Problem to work on
Render the lines below as a numbered list, skipping any blank lines. Leave the pictures out.

==============================

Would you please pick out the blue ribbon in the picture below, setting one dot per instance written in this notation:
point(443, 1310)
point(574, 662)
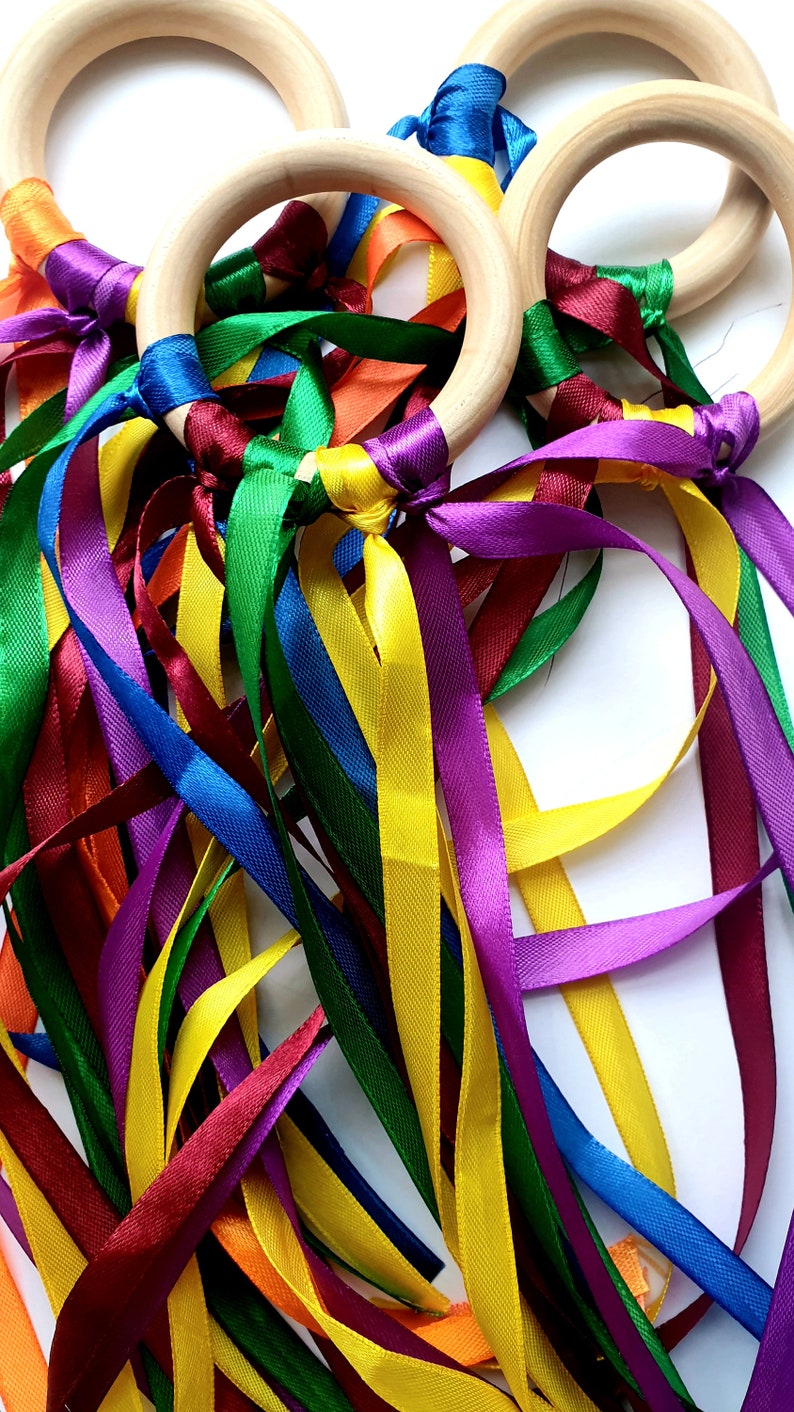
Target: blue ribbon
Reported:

==============================

Full solution
1. Would you please pick out the blue ribbon in the picture below, setting one dot per instance written in this notation:
2. point(443, 1310)
3. point(574, 662)
4. Target: blue ribbon
5. Reported:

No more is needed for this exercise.